### [SET EXERCISE 1]
Pull out every line of the records that contains the string "lens", treating uppercase and lowercase as different.

### [SOURCE EXTRACT]
* * * * * * *
# Suggestions Good Anime



## Holified 2x (Jun 11, 2011)

Need some new animes to watch any suggestions like action supernatural stuff


----------



## Gundam Eclipse (Jun 11, 2011)

If you are not looking for overly complicated stuff, then Fairy Tail and Ao no Exorcist.
For more complicated and deep stuff, try Kara no Kyoukai.

Thats all i can remember ATM, i have watched too many series too remember all of them ._.


----------



## Hells Malice (Jun 11, 2011)

Well the best action anime (story wise) I know of is Fate/stay night

Some other good action animes (with interesting stories) are:

-Darker Than BLACK

-Phantom ~Requiem for the Phantom~ (It revolves around assassins...it's fucking awesome)

-Tears to Tiara

-Utawarerumono

-Valkyria Chronicles (the game is a thousand times better, but the anime isn't terrible)


----------



## Narayan (Jun 11, 2011)

this'll also be a useful thread for me... it might also help if you tell us what anime you watch.

Ao no Exorcist
Soul Eater - watch before reading the manga. 
Shiki - vampire stuff, not much action, supernatural. 
or you can click anime in my sig to see my anime list. haven't watched a lot though.


----------



## Shiro09 (Jun 11, 2011)

-Bleach
-Fairy Tail
-Beelzebub
-Soul Eater
-FullMetal Alchemist/ Brotherhood


----------



## Holified 2x (Jun 11, 2011)

I watch

Bleach (favourite)
Naruto (3rd)
Fullmetal Alchemist
One Piece
YuYu Hakusho
inuyasha (2nd)


----------



## Kamiyama (Jun 11, 2011)

All I can say, newest series are all pure crap.
* * * * * * *
(Object pointing dataset rows)
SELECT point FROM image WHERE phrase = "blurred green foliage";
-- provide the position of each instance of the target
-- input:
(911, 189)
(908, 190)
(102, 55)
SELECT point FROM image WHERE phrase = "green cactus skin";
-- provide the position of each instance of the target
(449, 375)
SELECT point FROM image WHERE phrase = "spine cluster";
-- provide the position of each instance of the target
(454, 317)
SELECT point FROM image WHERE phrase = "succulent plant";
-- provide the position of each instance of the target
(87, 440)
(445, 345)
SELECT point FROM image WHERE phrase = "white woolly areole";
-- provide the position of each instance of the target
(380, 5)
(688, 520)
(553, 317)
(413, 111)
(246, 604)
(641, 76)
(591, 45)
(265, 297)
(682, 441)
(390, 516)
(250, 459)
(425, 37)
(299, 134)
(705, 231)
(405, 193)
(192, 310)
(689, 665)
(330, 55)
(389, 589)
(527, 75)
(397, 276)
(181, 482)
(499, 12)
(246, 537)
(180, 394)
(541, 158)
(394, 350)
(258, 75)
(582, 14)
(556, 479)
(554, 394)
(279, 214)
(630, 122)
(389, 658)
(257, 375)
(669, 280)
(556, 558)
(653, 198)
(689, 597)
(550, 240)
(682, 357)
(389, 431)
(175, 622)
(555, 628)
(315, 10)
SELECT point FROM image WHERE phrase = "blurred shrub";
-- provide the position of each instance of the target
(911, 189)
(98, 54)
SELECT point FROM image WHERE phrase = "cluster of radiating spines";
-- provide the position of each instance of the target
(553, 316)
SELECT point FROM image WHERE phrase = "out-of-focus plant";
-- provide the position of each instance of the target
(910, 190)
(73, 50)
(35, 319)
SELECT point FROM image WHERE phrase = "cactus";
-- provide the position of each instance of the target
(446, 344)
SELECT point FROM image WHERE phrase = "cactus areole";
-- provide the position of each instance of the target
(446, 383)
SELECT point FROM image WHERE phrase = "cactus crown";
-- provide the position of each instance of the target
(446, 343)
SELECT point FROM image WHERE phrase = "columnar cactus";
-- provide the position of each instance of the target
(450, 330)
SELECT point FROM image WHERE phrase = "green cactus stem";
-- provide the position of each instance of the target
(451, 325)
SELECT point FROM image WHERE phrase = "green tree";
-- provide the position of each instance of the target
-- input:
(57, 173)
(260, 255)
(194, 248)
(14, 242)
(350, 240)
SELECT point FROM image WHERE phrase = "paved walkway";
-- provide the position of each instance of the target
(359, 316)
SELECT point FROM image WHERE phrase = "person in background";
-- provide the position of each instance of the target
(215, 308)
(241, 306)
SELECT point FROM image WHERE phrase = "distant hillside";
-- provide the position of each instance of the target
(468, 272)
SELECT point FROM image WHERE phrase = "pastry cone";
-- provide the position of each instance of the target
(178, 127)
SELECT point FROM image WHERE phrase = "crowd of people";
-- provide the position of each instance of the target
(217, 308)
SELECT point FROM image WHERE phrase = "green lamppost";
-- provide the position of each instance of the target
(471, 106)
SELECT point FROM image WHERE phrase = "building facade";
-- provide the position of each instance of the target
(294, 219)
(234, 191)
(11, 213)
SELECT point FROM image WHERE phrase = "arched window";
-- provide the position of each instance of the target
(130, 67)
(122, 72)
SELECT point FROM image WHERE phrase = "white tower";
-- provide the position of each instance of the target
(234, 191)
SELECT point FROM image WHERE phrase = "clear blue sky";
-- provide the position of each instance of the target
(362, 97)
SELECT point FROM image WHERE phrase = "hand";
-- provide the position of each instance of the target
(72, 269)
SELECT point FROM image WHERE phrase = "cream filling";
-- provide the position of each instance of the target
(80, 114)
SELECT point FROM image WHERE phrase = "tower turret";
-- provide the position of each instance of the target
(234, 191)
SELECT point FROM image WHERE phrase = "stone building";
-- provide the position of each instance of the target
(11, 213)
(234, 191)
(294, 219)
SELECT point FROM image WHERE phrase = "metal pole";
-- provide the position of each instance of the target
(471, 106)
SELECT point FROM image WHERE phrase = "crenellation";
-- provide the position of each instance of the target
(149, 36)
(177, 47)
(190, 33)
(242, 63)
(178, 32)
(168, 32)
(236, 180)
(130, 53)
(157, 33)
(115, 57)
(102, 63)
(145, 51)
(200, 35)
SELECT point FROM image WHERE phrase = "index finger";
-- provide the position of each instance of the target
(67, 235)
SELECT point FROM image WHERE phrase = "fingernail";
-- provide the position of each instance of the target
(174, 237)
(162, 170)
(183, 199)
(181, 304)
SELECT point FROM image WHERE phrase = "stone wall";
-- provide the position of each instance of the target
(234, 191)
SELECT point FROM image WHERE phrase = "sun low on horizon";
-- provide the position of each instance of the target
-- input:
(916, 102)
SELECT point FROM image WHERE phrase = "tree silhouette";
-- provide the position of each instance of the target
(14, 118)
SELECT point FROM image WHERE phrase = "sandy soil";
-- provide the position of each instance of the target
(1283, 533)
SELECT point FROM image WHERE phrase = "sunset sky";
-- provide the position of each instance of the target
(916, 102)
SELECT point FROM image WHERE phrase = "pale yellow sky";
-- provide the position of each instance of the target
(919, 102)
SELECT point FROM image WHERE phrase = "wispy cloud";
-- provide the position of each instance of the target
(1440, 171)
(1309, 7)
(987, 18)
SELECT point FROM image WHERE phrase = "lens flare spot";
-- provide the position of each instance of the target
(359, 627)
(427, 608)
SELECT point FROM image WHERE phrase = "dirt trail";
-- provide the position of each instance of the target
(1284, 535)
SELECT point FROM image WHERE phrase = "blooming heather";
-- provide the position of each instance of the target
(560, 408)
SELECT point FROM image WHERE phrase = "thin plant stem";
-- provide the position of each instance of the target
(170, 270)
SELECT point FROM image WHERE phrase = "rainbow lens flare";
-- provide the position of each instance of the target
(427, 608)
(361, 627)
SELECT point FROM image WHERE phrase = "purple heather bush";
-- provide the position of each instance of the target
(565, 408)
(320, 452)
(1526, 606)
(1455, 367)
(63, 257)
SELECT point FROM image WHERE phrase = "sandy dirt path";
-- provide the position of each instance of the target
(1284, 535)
* * * * * * *
### [SET EXERCISE 2]
Repeat word for word everything in the anime suggestions thread from "## Gundam Eclipse" down to "Malice (Jun 11, 2011)".

### [CORRECT OUTPUT 1]
SELECT point FROM image WHERE phrase = "lens flare spot";
SELECT point FROM image WHERE phrase = "rainbow lens flare";

### [CORRECT OUTPUT 2]
## Gundam Eclipse (Jun 11, 2011)

If you are not looking for overly complicated stuff, then Fairy Tail and Ao no Exorcist.
For more complicated and deep stuff, try Kara no Kyoukai.

Thats all i can remember ATM, i have watched too many series too remember all of them ._.


----------



## Hells Malice (Jun 11, 2011)